:: Task material
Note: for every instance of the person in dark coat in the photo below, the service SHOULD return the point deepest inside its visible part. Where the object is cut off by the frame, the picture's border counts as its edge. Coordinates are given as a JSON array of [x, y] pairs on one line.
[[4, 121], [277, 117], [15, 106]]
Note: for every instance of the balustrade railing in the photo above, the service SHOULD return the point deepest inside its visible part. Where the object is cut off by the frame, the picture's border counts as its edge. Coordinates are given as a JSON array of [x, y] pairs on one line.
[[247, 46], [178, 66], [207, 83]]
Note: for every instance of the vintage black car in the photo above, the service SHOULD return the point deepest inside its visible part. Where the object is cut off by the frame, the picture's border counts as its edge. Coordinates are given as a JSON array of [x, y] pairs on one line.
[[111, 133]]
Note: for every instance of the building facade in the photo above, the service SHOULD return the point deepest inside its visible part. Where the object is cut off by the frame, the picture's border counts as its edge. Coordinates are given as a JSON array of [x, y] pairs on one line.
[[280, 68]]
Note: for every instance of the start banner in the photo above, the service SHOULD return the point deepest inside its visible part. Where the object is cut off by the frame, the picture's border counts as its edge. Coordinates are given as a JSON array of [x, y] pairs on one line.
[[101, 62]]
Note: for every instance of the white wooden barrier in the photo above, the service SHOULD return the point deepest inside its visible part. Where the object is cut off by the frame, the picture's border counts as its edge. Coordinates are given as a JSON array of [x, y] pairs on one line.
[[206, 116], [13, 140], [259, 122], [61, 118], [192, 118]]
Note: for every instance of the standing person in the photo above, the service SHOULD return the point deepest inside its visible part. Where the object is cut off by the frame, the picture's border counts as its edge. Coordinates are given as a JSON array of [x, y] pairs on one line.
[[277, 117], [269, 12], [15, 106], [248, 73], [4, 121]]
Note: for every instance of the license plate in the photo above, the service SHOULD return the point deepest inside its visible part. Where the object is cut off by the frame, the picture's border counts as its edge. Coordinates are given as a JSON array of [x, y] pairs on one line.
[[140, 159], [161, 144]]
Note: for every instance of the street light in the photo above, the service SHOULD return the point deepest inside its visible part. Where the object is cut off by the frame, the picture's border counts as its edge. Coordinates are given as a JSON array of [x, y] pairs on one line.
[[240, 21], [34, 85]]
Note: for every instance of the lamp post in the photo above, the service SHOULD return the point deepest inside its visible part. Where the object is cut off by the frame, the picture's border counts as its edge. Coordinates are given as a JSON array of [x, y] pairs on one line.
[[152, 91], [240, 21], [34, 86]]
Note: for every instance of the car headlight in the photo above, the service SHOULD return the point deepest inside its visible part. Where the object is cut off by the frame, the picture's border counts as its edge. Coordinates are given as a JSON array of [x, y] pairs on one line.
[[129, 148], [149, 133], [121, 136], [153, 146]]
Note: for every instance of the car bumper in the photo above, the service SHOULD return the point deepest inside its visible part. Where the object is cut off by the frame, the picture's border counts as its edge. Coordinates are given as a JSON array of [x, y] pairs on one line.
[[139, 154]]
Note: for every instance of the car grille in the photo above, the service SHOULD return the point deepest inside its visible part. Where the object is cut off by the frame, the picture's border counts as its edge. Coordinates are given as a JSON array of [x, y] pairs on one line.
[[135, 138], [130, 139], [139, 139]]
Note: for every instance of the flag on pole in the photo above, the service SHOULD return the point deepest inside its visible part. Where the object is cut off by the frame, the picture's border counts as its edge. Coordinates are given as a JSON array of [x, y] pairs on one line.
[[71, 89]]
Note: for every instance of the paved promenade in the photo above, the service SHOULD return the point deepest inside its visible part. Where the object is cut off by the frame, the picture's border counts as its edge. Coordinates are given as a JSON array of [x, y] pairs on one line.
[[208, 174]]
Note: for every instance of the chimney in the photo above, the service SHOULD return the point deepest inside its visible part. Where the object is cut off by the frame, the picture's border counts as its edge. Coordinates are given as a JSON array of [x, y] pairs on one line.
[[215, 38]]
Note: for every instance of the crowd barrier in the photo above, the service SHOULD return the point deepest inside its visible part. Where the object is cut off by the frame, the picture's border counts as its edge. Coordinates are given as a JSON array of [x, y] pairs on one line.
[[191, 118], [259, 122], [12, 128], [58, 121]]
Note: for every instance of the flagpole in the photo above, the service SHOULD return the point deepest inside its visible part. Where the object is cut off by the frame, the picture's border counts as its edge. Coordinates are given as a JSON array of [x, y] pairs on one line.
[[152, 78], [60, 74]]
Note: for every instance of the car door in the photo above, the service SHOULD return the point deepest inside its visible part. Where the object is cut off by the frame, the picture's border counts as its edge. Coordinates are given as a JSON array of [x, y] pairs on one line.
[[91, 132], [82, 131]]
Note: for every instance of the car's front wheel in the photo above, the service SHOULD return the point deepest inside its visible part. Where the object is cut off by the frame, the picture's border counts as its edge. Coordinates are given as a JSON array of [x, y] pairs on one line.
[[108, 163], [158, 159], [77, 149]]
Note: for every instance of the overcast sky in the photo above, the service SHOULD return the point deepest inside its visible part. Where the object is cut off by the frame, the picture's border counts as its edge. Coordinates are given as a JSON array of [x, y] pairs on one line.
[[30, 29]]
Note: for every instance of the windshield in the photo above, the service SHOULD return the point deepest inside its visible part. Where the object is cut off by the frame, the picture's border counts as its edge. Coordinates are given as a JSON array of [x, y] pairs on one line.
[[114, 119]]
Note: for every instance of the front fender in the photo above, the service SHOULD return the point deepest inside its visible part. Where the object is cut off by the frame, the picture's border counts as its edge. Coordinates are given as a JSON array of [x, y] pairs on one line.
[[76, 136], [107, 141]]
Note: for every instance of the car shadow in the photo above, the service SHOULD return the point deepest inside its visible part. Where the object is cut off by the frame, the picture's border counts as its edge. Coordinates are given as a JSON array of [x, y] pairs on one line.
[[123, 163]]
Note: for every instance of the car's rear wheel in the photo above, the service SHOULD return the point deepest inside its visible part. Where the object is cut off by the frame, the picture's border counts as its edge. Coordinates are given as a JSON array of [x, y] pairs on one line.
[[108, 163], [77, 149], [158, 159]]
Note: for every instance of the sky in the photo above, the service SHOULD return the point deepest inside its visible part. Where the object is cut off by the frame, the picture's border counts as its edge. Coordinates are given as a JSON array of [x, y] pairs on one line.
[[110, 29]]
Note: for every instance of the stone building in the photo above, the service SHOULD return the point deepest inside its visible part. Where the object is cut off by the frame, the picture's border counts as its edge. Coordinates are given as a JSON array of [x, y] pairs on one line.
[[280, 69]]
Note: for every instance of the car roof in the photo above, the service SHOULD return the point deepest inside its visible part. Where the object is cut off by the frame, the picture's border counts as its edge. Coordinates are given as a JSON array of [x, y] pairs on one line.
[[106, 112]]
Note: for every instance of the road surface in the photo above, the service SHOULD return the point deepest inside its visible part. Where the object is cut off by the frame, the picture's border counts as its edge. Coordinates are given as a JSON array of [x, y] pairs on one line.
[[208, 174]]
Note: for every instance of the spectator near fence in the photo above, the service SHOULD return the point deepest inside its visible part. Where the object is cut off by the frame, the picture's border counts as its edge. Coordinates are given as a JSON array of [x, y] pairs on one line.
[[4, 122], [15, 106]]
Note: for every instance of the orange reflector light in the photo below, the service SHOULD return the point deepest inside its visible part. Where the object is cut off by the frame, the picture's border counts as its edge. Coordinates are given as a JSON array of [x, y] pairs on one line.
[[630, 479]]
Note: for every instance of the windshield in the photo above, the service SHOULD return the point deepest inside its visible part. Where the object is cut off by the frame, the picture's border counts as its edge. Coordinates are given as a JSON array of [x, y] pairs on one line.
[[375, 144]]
::::
Repeat what the records above say. Use their exact words.

**Task output:**
Note: for every instance of the person in dark coat in the photo below, the service SHOULD return the point deepest inside its visible part. Where the object is cut off by the frame, the picture's border counts as its edge. Coordinates are given as a JSON array of [x, y] pairs on one line.
[[4, 121], [277, 117], [15, 106]]
Note: for every instance of the balustrade railing in the photo above, the service SHOULD return the point deepest inside its visible part. Where the object is cut off by the frame, the picture's border counts as its edge. Coordinates are given as a JSON array of [x, y] pairs on one line.
[[247, 46], [178, 66], [207, 83]]
Note: for every instance of the vintage black car in the photo above, the service SHOULD return the point deepest inside its visible part. Where the object is cut off by the frame, the picture's border counts as its edge. Coordinates are given as a JSON array of [x, y] pairs on one line.
[[111, 133]]
Note: for every instance of the building facade in the photo above, the service SHOULD return the point deepest inside its visible part. Where the object is cut off by the frame, the picture's border counts as its edge. Coordinates are given as a JSON array of [x, y] pairs on one line.
[[280, 68]]
Note: for every instance of the start banner in the photo above, the service SHOULD return the point deepest inside its visible part. Where the object is cut off by the frame, the picture's border counts as its edge. Coordinates are given as a JSON array of [x, y] pairs on one line.
[[101, 62]]
Note: for every instance of the white wooden barrier in the photo above, the service SHOULD return the point deepest inside its visible part. Where the object is cut off by the frame, the picture's border counts as its edge. Coordinates are given as a JSON array of [x, y] pairs on one line.
[[206, 116], [13, 140], [259, 122], [61, 118], [192, 118]]
Note: for every instance of the standing person in the photo above, the service SHOULD return the point deepest inside its visible part. Where the object is cut off by the frame, the picture's border counts as its edge. Coordinates are given as a JSON array of [x, y] pairs on one line.
[[277, 117], [269, 12], [15, 106], [248, 73], [4, 121]]
Note: for every instance of the license plate in the photo above, the service SHOULD return the point deepest inside its visible part. Where the object is cut off by the frame, the picture's border counts as its edge. Coordinates are given as a JSON array of [x, y] pairs on one line.
[[140, 159], [161, 144]]
Note: for every instance of the street light in the photo above, the service SHOULD return the point deepest inside its visible part. Where the object is cut off by the frame, the picture's border counts as its edge. Coordinates are given as a JSON array of [x, y] pairs on one line.
[[240, 21], [34, 85]]
Note: for every instance of the lamp post in the photo above, the service SHOULD return the point deepest inside its visible part. Where the object is cut off by the frame, the picture's border counts as its edge. Coordinates are given as a JSON array of [x, y] pairs on one line.
[[152, 91], [240, 21], [34, 86]]
Note: for every instance of the car headlight in the photo above, the service SHOULD return the point deepest inside its visible part. Where the object is cut off by the frame, the picture's border counts as its edge. Coordinates are given as a JSON array of [x, y] pairs on one line.
[[129, 148], [149, 133], [121, 136], [153, 146]]
Note: for every instance of the car bumper in the photo above, the service SHOULD return the point deepest inside its visible part. Where the object is cut off by the frame, the picture's border counts as its edge. Coordinates are given as a JSON array of [x, y] pairs on one line.
[[139, 154]]
Note: for every instance of the car grille in the photo above, the service SHOULD return the point deepest inside its visible part. Where the object is cut off by the frame, the picture's border counts as its edge. Coordinates are given as a JSON array of [x, y] pairs on one line.
[[135, 138], [130, 139], [139, 139]]
Note: for every instance of the flag on pole in the photo above, the service SHOULD return the point deepest inside its visible part. Where the object is cut off by the frame, the picture's border counts as its edge. Coordinates are given as a JSON array of [x, y] pairs on one line.
[[71, 89]]
Note: for every instance of the paved promenade in the photo above, the service SHOULD return the point deepest inside its visible part. Where the object is cut off by the frame, the picture's border counts as its edge. Coordinates are given as a JSON array of [x, y] pairs on one line.
[[208, 174]]
Note: for every instance of the chimney in the photo above, the service SHOULD return the point deepest inside its visible part. Where the object is cut off by the frame, the picture's border counts as its edge. Coordinates are given as a JSON array of [x, y] pairs on one line.
[[215, 38]]
Note: for every instance of the crowd barrier in the photo above, the service SHOULD return the point deepest inside its visible part. Where the object is cut off by the frame, the picture's border counts as its edge. Coordinates are given as a JSON array of [x, y] pairs on one line.
[[191, 118], [259, 122], [12, 128], [58, 121]]
Note: for every instance of the flagpole in the photo above, the service SHOULD return the point deepest inside its visible part. Where the object is cut off by the frame, the picture's border counts as its edge. Coordinates are given as a JSON array of [x, y] pairs on one line.
[[152, 78], [60, 74]]
Note: for every instance of the car door in the photo above, the service SHOULD return the point deepest inside its visible part. Where the object is cut off by the frame, the picture's border counts as its edge. Coordinates are given as a JSON array of [x, y] pairs on one line.
[[91, 132], [82, 131]]
Note: for every instance of the car's front wheel in the photo above, the service SHOULD return the point deepest inside its visible part. Where the object is cut off by the frame, the picture's border counts as its edge. Coordinates are given as a JSON array of [x, y] pairs on one line.
[[108, 163], [158, 159], [77, 149]]
Note: for every instance of the overcast sky in the photo above, the service SHOULD return the point deepest inside its visible part. Where the object is cut off by the frame, the picture's border counts as its edge. Coordinates are given as a JSON array of [x, y] pairs on one line.
[[30, 29]]
Note: for every instance of the windshield in the photo above, the service SHOULD return the point deepest inside its visible part. Where the object is cut off by the frame, the picture's border counts as its edge. Coordinates are given as a JSON array of [x, y] pairs on one line.
[[114, 119]]
Note: for every instance of the front fender in the photo above, the service SHOULD return the point deepest inside its visible part. Where the object is cut off by the frame, the picture's border counts as its edge. Coordinates are given as a JSON array of [x, y] pairs on one line.
[[76, 136], [107, 141]]
Note: for every instance of the car shadow in the photo above, the service SHOULD return the point deepest inside its visible part. Where the object is cut off by the frame, the picture's border counts as its edge. Coordinates are given as a JSON array of [x, y] pairs on one line.
[[123, 163]]
Note: for every instance of the car's rear wheel in the photo above, the service SHOULD return the point deepest inside its visible part. Where the object is cut off by the frame, the picture's border counts as its edge. Coordinates are given as a JSON array of [x, y] pairs on one line.
[[108, 163], [77, 149], [158, 159]]
Note: for every instance of the sky in the photo above, the service SHOULD return the point deepest inside its visible part. Where the object is cut off by the frame, the picture's border counts as its edge. Coordinates are given as a JSON array of [x, y] pairs on one line.
[[110, 29]]
Note: for every instance of the stone building in the photo above, the service SHOULD return the point deepest inside its visible part. Where the object is cut off by the frame, the picture's border counts as its edge. Coordinates are given as a JSON array of [x, y] pairs on one line.
[[280, 69]]
Note: for every instance of the car roof in the photo above, the service SHOULD return the point deepest inside its visible part. Where the object is cut off by the frame, the picture's border counts as its edge. Coordinates are given as a JSON array of [x, y] pairs on one line.
[[106, 112]]
Note: for every instance of the road surface in the photo above, the service SHOULD return the point deepest inside its visible part. Where the object is cut off by the frame, the picture's border counts as its edge. Coordinates are given as a JSON array of [x, y] pairs on one line.
[[208, 174]]
Note: for every instance of the spectator near fence in the photo above, the service SHOULD return the point deepest inside its visible part. Where the object is cut off by the frame, the picture's border counts as its edge. Coordinates are given as a JSON array of [x, y] pairs on one line.
[[4, 122], [15, 106]]
Note: for every instance of the orange reflector light in the photo below, the service SHOULD return the point deepest inside its visible part. Where the object is cut off by the frame, the picture's border counts as its edge. Coordinates are given as a JSON array of [x, y] pairs on one line.
[[630, 479]]
Note: for every instance of the windshield in the photo above, the service SHOULD return the point deepest inside its visible part. Where the object is cut off by the frame, the picture's border counts as its edge. Coordinates are given as a JSON array of [x, y] pairs on one line.
[[375, 144]]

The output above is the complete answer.